> Exercise task
Locate every row below that contains the word "brown" and copy each of those rows.

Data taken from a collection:

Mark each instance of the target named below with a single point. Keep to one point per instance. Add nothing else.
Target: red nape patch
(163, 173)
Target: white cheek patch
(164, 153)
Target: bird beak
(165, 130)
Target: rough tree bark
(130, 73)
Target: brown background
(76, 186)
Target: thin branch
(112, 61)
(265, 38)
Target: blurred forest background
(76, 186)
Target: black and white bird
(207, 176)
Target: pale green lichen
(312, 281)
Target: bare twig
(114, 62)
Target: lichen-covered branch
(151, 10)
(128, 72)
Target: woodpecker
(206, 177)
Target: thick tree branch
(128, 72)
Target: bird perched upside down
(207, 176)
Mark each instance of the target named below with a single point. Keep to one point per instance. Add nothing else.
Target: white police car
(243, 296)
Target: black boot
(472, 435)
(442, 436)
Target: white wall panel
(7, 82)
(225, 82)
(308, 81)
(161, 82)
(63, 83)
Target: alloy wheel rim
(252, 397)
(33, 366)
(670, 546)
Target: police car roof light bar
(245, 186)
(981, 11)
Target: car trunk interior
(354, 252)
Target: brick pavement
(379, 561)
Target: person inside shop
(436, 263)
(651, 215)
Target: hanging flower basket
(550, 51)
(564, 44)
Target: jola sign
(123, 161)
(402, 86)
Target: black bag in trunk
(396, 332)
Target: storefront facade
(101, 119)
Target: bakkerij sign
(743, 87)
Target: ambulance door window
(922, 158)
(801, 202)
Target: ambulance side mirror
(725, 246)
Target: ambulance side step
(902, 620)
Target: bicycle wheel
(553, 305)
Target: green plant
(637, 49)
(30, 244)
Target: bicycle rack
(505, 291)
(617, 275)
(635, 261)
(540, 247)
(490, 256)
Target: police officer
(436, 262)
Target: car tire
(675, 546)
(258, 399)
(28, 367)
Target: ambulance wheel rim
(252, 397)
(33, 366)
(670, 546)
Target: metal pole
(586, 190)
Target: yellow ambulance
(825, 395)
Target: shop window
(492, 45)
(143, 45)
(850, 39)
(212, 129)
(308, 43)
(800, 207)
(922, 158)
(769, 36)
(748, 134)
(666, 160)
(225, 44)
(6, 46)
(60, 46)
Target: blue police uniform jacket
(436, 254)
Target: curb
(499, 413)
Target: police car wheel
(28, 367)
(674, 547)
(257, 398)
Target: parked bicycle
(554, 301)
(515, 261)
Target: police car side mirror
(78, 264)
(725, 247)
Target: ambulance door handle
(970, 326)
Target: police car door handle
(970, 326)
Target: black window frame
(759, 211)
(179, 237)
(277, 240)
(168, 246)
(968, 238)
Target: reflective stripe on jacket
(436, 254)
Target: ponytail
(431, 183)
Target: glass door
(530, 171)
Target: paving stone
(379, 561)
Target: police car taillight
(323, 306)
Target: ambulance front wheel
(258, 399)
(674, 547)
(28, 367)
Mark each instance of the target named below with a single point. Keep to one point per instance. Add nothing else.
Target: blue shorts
==
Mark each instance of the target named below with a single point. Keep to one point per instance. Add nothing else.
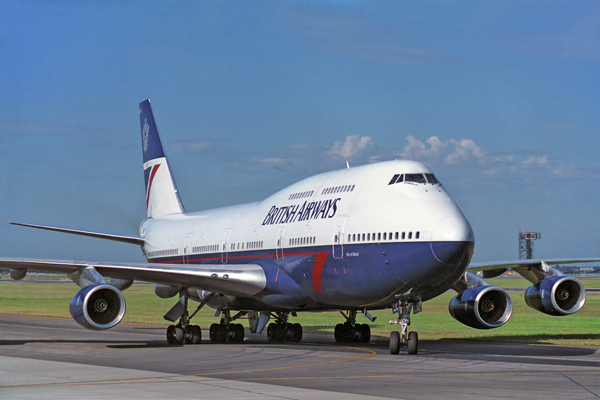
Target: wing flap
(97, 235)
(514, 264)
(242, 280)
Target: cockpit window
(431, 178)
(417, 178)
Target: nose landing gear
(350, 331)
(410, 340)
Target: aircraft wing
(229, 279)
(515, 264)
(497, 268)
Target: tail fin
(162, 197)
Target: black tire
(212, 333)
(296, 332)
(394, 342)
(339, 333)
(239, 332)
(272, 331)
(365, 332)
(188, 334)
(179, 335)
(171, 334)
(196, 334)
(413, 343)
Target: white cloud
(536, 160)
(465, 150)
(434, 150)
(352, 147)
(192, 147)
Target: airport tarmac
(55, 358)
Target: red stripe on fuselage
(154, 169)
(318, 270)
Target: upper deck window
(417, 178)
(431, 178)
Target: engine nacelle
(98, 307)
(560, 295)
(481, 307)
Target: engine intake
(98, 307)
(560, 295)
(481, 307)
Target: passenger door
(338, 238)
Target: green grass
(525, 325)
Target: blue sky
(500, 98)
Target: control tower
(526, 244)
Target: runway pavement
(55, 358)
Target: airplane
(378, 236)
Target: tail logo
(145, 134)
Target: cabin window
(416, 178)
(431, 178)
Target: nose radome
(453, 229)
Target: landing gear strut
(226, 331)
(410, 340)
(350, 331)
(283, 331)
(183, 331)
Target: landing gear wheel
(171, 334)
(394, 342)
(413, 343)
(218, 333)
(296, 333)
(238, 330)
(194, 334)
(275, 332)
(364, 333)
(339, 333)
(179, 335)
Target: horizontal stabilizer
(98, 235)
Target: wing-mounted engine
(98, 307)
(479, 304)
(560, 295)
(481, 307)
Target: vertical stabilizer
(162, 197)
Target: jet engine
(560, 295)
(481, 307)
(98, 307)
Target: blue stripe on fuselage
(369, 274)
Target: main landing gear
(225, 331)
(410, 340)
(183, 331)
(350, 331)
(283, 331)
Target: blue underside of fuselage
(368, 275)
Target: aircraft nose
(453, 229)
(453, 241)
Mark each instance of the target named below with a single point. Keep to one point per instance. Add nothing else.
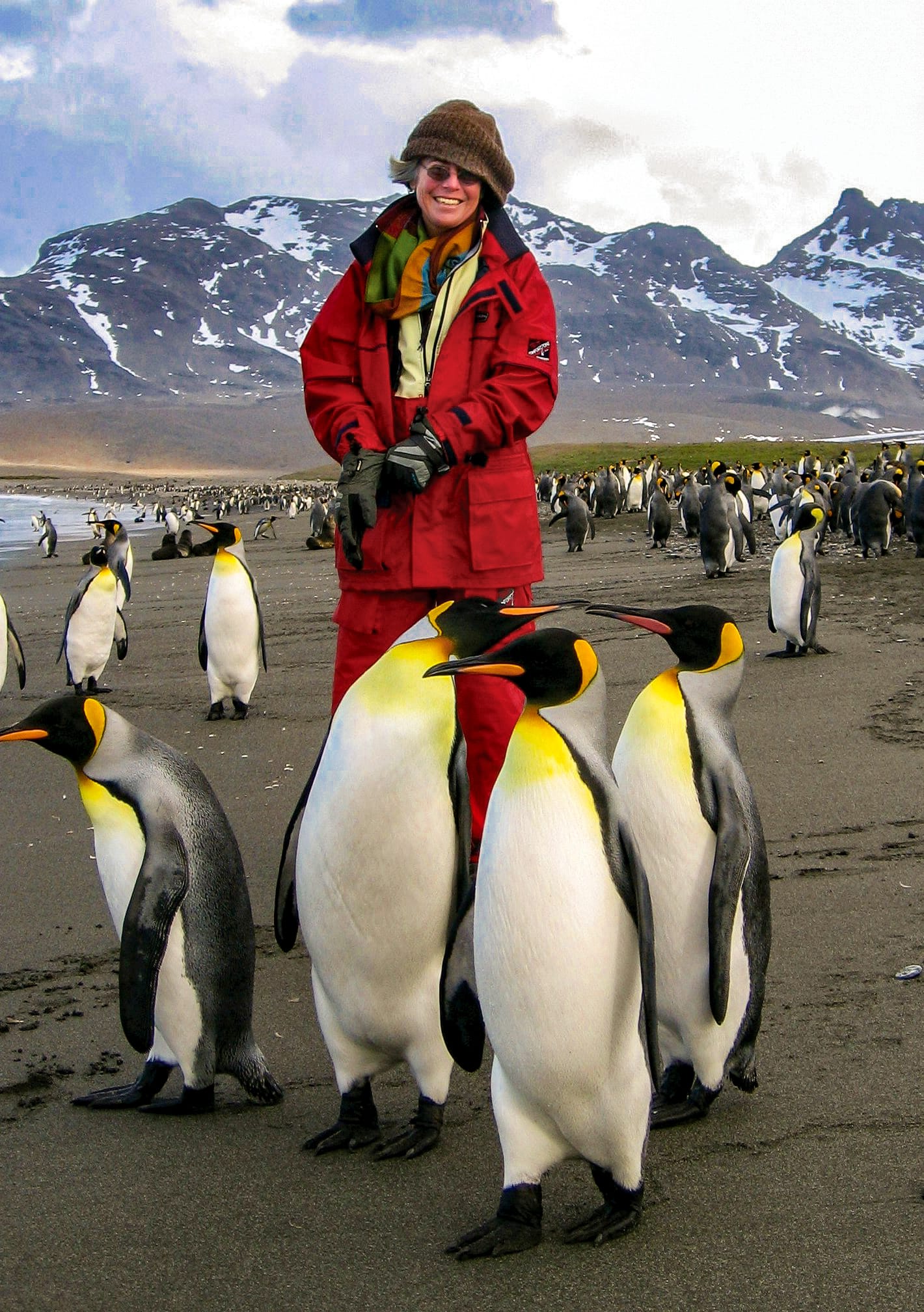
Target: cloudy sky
---
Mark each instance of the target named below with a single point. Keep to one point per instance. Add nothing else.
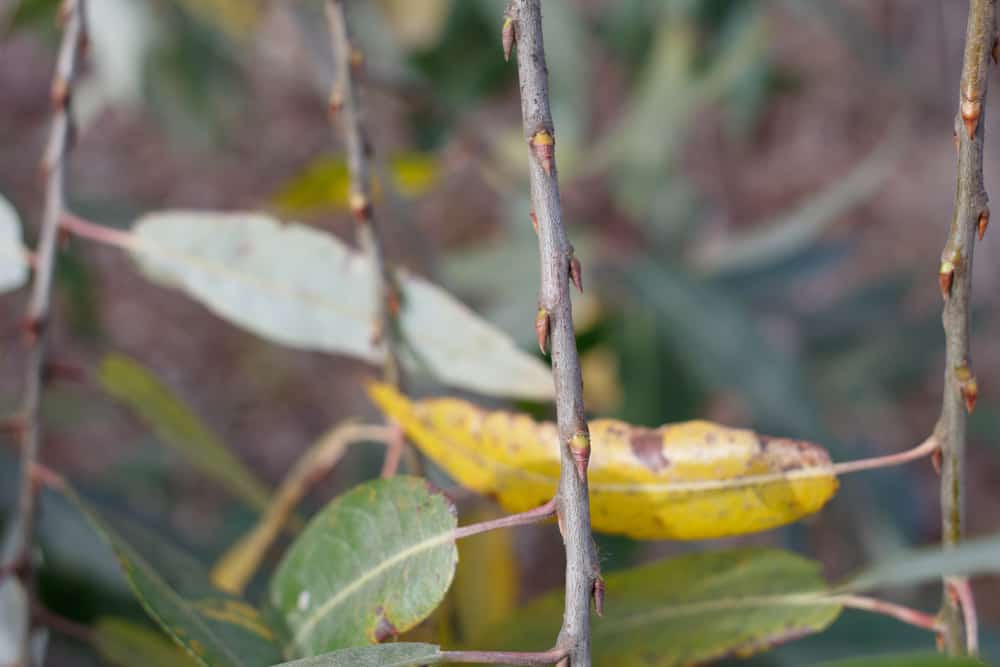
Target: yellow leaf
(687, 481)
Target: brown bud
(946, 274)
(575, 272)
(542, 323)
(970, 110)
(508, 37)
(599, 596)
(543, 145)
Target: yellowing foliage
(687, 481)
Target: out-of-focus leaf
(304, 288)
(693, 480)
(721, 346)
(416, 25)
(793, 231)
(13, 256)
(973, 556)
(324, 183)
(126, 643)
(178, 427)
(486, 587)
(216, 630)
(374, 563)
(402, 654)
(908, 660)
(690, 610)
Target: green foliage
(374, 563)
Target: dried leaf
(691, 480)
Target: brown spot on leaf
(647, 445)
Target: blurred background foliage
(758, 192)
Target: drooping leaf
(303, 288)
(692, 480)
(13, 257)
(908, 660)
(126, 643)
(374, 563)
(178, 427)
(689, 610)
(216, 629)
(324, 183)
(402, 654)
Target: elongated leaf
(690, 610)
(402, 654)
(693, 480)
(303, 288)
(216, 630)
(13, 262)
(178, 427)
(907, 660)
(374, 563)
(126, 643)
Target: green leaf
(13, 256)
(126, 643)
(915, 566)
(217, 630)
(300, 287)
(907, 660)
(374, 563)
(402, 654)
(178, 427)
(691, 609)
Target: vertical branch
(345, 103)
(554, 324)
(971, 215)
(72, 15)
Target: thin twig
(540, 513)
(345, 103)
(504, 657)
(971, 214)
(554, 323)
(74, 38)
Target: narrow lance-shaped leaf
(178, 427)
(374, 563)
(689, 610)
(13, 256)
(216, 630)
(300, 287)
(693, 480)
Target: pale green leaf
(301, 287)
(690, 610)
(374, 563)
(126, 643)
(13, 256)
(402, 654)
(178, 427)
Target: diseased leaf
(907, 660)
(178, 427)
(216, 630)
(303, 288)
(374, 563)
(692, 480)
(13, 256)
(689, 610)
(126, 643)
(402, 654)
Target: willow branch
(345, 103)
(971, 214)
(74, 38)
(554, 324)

> Answer
Target: brown background
Target: brown bud
Target: brown spot on leaf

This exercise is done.